> ЧТО ТРЕБУЕТСЯ
1 - Кто, согласно отрывку о Ликурге, заметил, что спартанские учреждения все хвалят, но ни одно государство не желает им подражать?
2 - Отредактируй листинг от его начала до строки с «[380,361,419,376]» включительно, заменив «find» на «locate», а всё прочее оставив без изменений. Приведи только эти строки, без картинок.

> ТЕКСТ
- - - - -

Еда Древнего мира, стр. 33

Надо отдать должное Ликургу - посадив своих сограждан на голодную диету, он и сам не остался в стороне от собственных нововведений и даже превзошел остальных спартанцев. После того как его реформы были завершены, он вопросил оракул, «хороши ли его законы и достаточны ли для того, чтобы привести город к благоденствию и нравственному совершенству». Бог отвечал, что «и законы хороши, и город пребудет на вершине славы, если не изменит Ликургову устройству». Город действительно прославился среди изумленных таким радикализмом эллинов, и слава его голодных граждан не померкла и по сей день. Что же касается самого Ликурга, то он в конце жизни добровольно уморил себя голодом. Сделал он это, по словам Плутарха, «твердо веря, что даже смерть государственного мужа не должна быть бесполезна для государства, что самой кончине его надлежит быть не безвольным подчинением, но нравственным деянием».

К счастью для спартанцев, такой радикализм Ликург избрал только для себя, но в законодательном порядке не ввел. Что же касается остальных его установлений, прославивших Спарту и действительно на долгие века сделавших ее непобедимой, по этому поводу хорошо высказался Ксенофонт: «...Самое удивительное, что, хотя все хвалят подобные учреждения, подражать им не желает ни одно государство».

- - - - -

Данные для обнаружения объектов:
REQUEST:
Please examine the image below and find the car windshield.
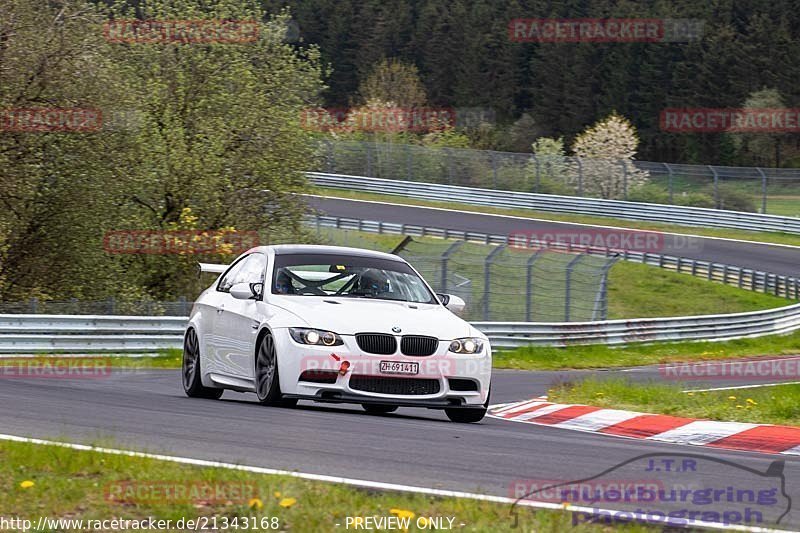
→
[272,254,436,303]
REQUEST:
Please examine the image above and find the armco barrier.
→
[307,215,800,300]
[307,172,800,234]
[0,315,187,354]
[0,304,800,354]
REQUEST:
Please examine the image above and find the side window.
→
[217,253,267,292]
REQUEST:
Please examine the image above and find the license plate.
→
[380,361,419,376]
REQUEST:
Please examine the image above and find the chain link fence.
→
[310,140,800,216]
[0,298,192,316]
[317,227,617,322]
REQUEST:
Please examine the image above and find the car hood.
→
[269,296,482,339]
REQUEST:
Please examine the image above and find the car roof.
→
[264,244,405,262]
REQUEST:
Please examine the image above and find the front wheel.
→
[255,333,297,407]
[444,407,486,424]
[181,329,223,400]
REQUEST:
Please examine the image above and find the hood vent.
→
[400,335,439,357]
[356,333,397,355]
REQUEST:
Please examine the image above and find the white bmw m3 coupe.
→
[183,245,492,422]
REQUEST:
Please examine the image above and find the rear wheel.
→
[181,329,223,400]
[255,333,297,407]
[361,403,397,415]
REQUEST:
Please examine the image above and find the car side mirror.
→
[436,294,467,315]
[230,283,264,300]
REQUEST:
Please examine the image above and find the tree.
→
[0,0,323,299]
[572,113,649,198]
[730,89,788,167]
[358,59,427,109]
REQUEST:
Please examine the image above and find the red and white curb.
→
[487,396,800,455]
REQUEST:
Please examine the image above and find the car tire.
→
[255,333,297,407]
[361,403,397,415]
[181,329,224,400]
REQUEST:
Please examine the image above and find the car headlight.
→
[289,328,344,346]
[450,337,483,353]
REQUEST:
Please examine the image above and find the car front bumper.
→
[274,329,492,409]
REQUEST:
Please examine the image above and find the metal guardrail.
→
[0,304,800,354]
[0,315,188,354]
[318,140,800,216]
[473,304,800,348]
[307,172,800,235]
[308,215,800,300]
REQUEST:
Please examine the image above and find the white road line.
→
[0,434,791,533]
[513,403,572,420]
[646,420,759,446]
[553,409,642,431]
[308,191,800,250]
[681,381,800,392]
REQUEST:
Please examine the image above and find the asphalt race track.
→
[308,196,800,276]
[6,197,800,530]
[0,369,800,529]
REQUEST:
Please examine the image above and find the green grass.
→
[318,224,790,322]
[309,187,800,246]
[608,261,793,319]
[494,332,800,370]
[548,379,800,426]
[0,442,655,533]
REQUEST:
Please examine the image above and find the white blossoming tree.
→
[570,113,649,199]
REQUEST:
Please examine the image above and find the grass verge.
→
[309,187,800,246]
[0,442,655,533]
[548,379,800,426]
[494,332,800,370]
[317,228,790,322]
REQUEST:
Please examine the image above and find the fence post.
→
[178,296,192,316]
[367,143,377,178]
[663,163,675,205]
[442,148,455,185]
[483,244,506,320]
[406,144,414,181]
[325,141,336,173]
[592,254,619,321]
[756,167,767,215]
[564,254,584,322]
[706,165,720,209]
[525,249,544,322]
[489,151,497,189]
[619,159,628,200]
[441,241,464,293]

- - - - -

> ОТВЕТЫ
1 - Ксенофонт.

2 -
REQUEST:
Please examine the image below and locate the car windshield.
→
[272,254,436,303]
REQUEST:
Please examine the image above and locate the armco barrier.
→
[307,215,800,300]
[307,172,800,234]
[0,315,187,354]
[0,304,800,354]
REQUEST:
Please examine the image above and locate the side window.
→
[217,253,267,292]
REQUEST:
Please examine the image above and locate the license plate.
→
[380,361,419,376]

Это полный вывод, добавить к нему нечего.